Grammy Can You Hear Me?

Today will be a different kind of post, owing in no small part to the fact that at the time we're writing this, Trump hasn't yet delivered his State of the Union speech, nor have the rioting and molotov cocktails throwing started. Both of which, by the way, we're actually expecting from the Democrats in the joint session.

So let us instead turn our attention to the Grammy's, an exclusively liberal self-congratulatory awards show which a long, long time ago was about music, but is now about hip-hop celebrities, ho's, n-words, and such over-processed, homogenized pop music that you'd expect it to be released on the Gerber label.

And then, there's these guys (who were nowhere near the Grammy's) doing a pulse-racing cover of "Long Time" by Boston...


Pretty awesome, right? Well, not in the opinion of alleged news source The Daily Beast, which sneeringly declares the band to be "terrible," not so much because of their musicianship, but because the band is (CAUTION: Trigger Warning!) openly conservative and Christian. Horrors!

But wait - it gets better! This is the Jay Sekulow Band, and if the name "Jay Sekulow" sounds vaguely familiar to you it should: he's one of President Trump's high-profile personal lawyers!

And seriously, how great is it that Trump has a lawyer who kicks rock'n'roll ass?!  Compared to Hillary Clinton's lawyers who spend all their free time trying to come up with schemes to steal milk money from starving Haitian orphans.

If you want to hear more of this band's great music - AND show them some support - just head over to their Facebook page and "like" the page.

▸ **LIST OF TASKS**:
1. According to the Grammy blog post, why should the name "Jay Sekulow" sound familiar?
2. Repeat the part of the Grammy blog post that runs from "And seriously, how" to "starving Haitian orphans.", word for word.

▸ **SOURCE DATA**:

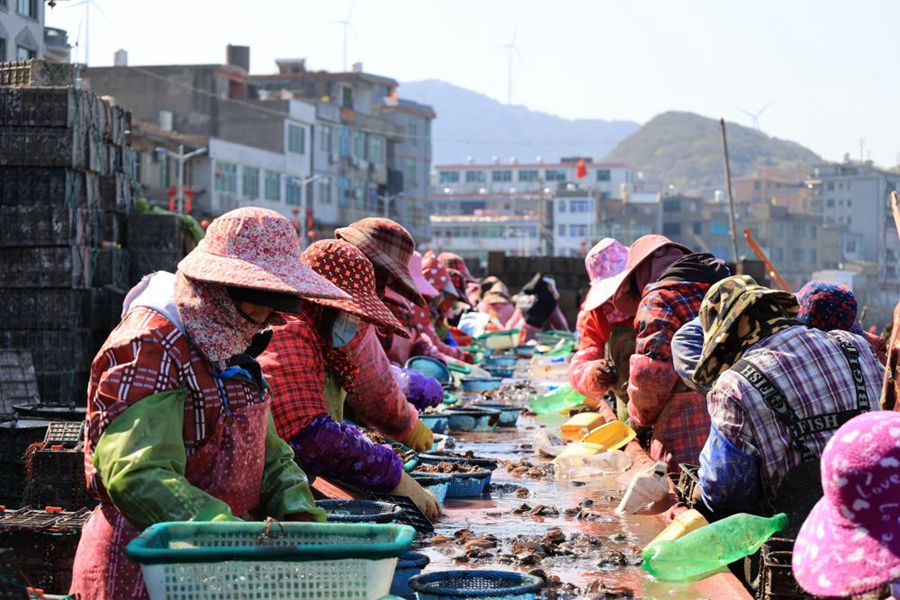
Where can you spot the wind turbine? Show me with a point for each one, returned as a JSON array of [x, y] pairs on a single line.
[[755, 116], [512, 48], [346, 23]]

▸ **THE RESPONSES**:
1. The post says it should sound familiar because Jay Sekulow is one of President Trump's high-profile personal lawyers.

2.
And seriously, how great is it that Trump has a lawyer who kicks rock'n'roll ass?!  Compared to Hillary Clinton's lawyers who spend all their free time trying to come up with schemes to steal milk money from starving Haitian orphans.